▸ **Data supplied**:

::::::

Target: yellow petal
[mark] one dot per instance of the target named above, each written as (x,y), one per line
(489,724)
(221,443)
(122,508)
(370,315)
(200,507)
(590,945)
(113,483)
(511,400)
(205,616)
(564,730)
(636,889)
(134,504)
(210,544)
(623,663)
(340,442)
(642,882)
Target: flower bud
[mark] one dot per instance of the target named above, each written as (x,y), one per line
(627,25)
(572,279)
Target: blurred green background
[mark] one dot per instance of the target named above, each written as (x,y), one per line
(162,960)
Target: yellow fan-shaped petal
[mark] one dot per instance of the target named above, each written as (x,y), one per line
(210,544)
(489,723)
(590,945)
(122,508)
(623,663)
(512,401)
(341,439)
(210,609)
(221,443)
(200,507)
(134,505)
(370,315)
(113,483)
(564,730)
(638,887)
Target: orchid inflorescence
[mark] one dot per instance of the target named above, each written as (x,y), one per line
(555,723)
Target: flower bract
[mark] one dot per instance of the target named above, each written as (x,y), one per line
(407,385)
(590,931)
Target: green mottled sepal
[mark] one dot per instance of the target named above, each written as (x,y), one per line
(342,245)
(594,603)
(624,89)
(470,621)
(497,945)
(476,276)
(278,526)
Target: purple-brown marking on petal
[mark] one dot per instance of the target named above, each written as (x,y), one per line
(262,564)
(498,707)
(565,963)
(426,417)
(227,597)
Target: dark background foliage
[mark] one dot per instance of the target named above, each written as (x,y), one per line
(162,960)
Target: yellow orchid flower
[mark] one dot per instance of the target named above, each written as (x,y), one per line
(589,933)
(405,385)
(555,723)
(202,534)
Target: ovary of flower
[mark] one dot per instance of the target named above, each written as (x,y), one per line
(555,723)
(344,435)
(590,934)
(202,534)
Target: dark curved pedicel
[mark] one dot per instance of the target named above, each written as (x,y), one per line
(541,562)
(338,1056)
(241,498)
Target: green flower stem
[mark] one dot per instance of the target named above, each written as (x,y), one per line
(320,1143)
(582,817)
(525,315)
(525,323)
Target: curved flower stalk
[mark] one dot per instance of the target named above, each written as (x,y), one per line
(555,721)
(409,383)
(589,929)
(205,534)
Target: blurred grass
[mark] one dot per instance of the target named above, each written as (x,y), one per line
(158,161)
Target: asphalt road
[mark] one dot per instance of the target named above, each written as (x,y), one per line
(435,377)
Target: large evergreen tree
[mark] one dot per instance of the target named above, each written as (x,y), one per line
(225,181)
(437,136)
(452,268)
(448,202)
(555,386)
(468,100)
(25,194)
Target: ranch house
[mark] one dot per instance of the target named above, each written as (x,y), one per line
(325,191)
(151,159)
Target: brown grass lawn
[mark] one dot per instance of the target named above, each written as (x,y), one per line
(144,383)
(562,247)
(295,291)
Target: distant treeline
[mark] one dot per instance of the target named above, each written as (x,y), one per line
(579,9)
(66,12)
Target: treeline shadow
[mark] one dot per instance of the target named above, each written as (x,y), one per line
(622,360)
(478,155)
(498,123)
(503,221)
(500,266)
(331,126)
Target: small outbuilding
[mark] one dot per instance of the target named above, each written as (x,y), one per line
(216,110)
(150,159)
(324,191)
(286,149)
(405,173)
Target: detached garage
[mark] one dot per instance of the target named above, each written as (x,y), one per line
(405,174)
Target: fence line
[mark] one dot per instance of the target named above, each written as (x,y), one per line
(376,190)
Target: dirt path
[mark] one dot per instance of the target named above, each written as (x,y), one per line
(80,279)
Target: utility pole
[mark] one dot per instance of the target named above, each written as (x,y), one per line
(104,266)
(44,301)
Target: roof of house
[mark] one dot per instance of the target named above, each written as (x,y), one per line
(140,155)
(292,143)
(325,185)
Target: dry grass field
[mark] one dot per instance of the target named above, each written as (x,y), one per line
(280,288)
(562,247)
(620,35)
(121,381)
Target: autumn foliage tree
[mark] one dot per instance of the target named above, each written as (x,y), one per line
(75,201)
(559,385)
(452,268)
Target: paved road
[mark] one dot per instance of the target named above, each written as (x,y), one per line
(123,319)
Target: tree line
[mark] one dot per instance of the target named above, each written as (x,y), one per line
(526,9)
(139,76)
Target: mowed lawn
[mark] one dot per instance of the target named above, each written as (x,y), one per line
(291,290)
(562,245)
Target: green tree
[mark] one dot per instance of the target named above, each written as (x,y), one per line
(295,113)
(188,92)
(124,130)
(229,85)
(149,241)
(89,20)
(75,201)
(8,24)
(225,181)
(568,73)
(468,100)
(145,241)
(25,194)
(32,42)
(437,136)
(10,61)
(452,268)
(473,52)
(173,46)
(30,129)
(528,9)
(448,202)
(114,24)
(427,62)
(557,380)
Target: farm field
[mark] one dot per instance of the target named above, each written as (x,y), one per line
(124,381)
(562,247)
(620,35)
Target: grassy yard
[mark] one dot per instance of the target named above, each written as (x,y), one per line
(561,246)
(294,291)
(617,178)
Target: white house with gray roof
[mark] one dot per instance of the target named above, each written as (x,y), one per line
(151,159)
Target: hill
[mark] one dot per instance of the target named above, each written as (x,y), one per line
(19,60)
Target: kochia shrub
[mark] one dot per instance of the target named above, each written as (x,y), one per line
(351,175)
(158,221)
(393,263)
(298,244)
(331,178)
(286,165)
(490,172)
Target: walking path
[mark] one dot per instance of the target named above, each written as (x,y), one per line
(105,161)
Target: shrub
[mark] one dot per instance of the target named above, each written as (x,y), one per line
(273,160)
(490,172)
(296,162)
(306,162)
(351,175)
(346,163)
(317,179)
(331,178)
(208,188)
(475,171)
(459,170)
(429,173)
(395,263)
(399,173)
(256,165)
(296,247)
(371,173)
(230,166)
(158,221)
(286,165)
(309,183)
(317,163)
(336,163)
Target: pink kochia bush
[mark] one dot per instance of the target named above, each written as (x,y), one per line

::::::

▸ **Short exercise**:
Rewrite every row above as a numbered list, with any blank lines left out.

▸ **Result of this exercise**:
1. Target: yellow petal
2. [mark] one dot per instance of the target named above, each written as (x,y), one per line
3. (489,724)
4. (221,443)
5. (122,508)
6. (370,315)
7. (200,507)
8. (590,945)
9. (113,483)
10. (511,400)
11. (205,616)
12. (564,730)
13. (636,889)
14. (134,504)
15. (210,544)
16. (623,663)
17. (340,442)
18. (642,882)
19. Target: flower bud
20. [mark] one dot per instance of the target named above, each written as (x,y), one per line
21. (627,25)
22. (572,279)
23. Target: blurred green background
24. [mark] one dot per instance of the target named above, each written as (x,y), one per line
25. (162,960)
26. Target: yellow fan-shaped petal
27. [mark] one dot per instance of the target named above, each written as (x,y), one per line
28. (210,544)
29. (489,723)
30. (590,945)
31. (122,508)
32. (623,663)
33. (512,401)
34. (341,439)
35. (210,609)
36. (221,443)
37. (200,507)
38. (134,505)
39. (370,315)
40. (113,483)
41. (564,730)
42. (638,887)
43. Target: orchid inflorescence
44. [mark] one dot per instance of the target named above, each written as (x,y), one per line
45. (555,723)
46. Target: flower bract
47. [mark] one dot per instance of the target named above, each written as (x,y), one per line
48. (407,385)
49. (590,931)
50. Target: green mottled sepal
51. [mark] one dot per instance of the target named above, each written as (x,y), one per line
52. (342,245)
53. (594,603)
54. (624,89)
55. (470,621)
56. (497,945)
57. (476,276)
58. (278,526)
59. Target: purple-brown marking on petal
60. [mark] one dot per instance of the target named above, each written as (x,y), one per line
61. (262,564)
62. (498,707)
63. (565,963)
64. (426,417)
65. (227,597)
66. Target: dark background foliage
67. [mark] one dot per instance of the target named above, each written as (x,y), one per line
68. (162,960)
69. Target: yellow orchid flower
70. [mark] one dot per instance of the target named above, each written as (x,y), one per line
71. (589,933)
72. (405,385)
73. (555,723)
74. (202,534)
75. Target: ovary of flower
76. [mark] one dot per instance of the target named above, each written as (x,y), one per line
77. (555,723)
78. (344,435)
79. (590,934)
80. (202,534)
81. Target: dark curved pedicel
82. [mark] one dot per instance of the target named above, each written as (x,y), one per line
83. (541,562)
84. (338,1056)
85. (241,498)
86. Target: green flower stem
87. [mark] one dot per instance of the target named above, each written as (x,y), one per line
88. (320,1143)
89. (582,817)
90. (525,315)
91. (525,323)
92. Target: curved flower stalk
93. [mark] one dot per instance of the target named above, each written as (x,y), one per line
94. (555,721)
95. (409,383)
96. (589,929)
97. (205,534)
98. Target: blurred grass
99. [mark] one dot per instance of the target named above, each written as (x,y), one per line
100. (158,161)
101. Target: asphalt road
102. [mark] one dot per instance of the target named above, each written as (x,y), one per line
103. (435,377)
104. Target: large evergreen tree
105. [mark] one dot per instance of the target named above, each written as (x,y), one per line
106. (225,181)
107. (437,136)
108. (452,268)
109. (448,202)
110. (555,386)
111. (468,100)
112. (25,194)
113. Target: ranch house
114. [mark] one dot per instance of the target named above, each written as (x,y), one per line
115. (325,191)
116. (151,159)
117. Target: brown grass lawn
118. [mark] one dot per instance of the target named above, each written as (x,y), one per line
119. (144,383)
120. (562,247)
121. (295,291)
122. Target: distant treeline
123. [mark] one dot per instance of the target named above, each written as (x,y), one per line
124. (579,9)
125. (66,12)
126. Target: treeline shadow
127. [mark] one dot per instance of the target named above, each written as (x,y), one per line
128. (622,360)
129. (478,155)
130. (498,123)
131. (503,221)
132. (500,266)
133. (331,126)
134. Target: small outbuilding
135. [mark] one dot per instance of the target named above, each written as (x,y), one per line
136. (216,110)
137. (150,159)
138. (324,191)
139. (286,149)
140. (405,173)
141. Target: detached garage
142. [mark] one dot per instance of the target named above, each written as (x,y), one per line
143. (405,174)
144. Target: fence line
145. [mark] one dot per instance of the target named above, each written as (x,y), one per line
146. (376,190)
147. Target: dirt path
148. [mark] one dot per instance of the target named above, each written as (x,y), one per line
149. (80,279)
150. Target: utility pole
151. [mark] one dot per instance of the target named above, each written as (x,y), one per line
152. (104,266)
153. (44,301)
154. Target: roof of house
155. [mark] one dot per instance of the target named above, each written as (x,y), one per line
156. (140,155)
157. (292,143)
158. (325,185)
159. Target: dry grass field
160. [mark] one dot per instance of the target named above, each written as (x,y), one per line
161. (280,288)
162. (562,247)
163. (620,35)
164. (121,381)
165. Target: autumn foliage tree
166. [mark] one dot per instance of the target named above, each written as (x,y), one per line
167. (75,201)
168. (559,385)
169. (452,268)
170. Target: paved road
171. [mark] one dot per instance of the target named above, each written as (x,y), one per line
172. (123,319)
173. Target: tree line
174. [mark] one dot per instance of the target named above, each written as (x,y), one per line
175. (526,9)
176. (139,76)
177. Target: mowed lawn
178. [mark] one dot per instance of the target named above, each written as (x,y), one per line
179. (291,290)
180. (562,245)
181. Target: green tree
182. [mark] one dot per instance of the target named above, each written as (x,y), one per line
183. (295,113)
184. (188,92)
185. (124,130)
186. (229,85)
187. (149,241)
188. (89,20)
189. (75,201)
190. (8,24)
191. (225,181)
192. (568,73)
193. (468,100)
194. (145,241)
195. (25,194)
196. (32,42)
197. (437,136)
198. (10,61)
199. (452,268)
200. (473,52)
201. (173,46)
202. (30,129)
203. (528,9)
204. (448,202)
205. (114,24)
206. (427,62)
207. (557,380)
208. Target: farm field
209. [mark] one dot per instance of the target named above, each written as (x,y), one per line
210. (124,381)
211. (562,247)
212. (620,35)
213. Target: grassy yard
214. [mark] one dot per instance of the target named above, each written as (x,y), one per line
215. (561,246)
216. (294,291)
217. (617,178)
218. Target: white house with gray roof
219. [mark] one dot per instance of the target named above, each written as (x,y), one per line
220. (151,159)
221. Target: hill
222. [mark] one dot per instance of the target named above, each written as (x,y), one per line
223. (19,60)
224. Target: kochia shrub
225. [mark] one dot per instance of the target named above, each written as (x,y), one per line
226. (351,175)
227. (158,221)
228. (393,263)
229. (298,244)
230. (331,178)
231. (286,165)
232. (490,172)
233. Target: walking path
234. [mark] one dot per instance of the target named above, each written as (x,y), one per line
235. (105,161)
236. Target: shrub
237. [mark] one dot per instance of the target named above, each written as (x,y), one per line
238. (273,160)
239. (490,172)
240. (296,162)
241. (306,162)
242. (351,175)
243. (346,163)
244. (317,179)
245. (331,178)
246. (208,188)
247. (475,171)
248. (459,170)
249. (429,173)
250. (395,263)
251. (399,173)
252. (256,165)
253. (296,247)
254. (371,173)
255. (230,166)
256. (158,221)
257. (286,165)
258. (309,183)
259. (317,163)
260. (336,163)
261. Target: pink kochia bush
262. [mark] one dot per instance of the target named above, each written as (x,y), one per line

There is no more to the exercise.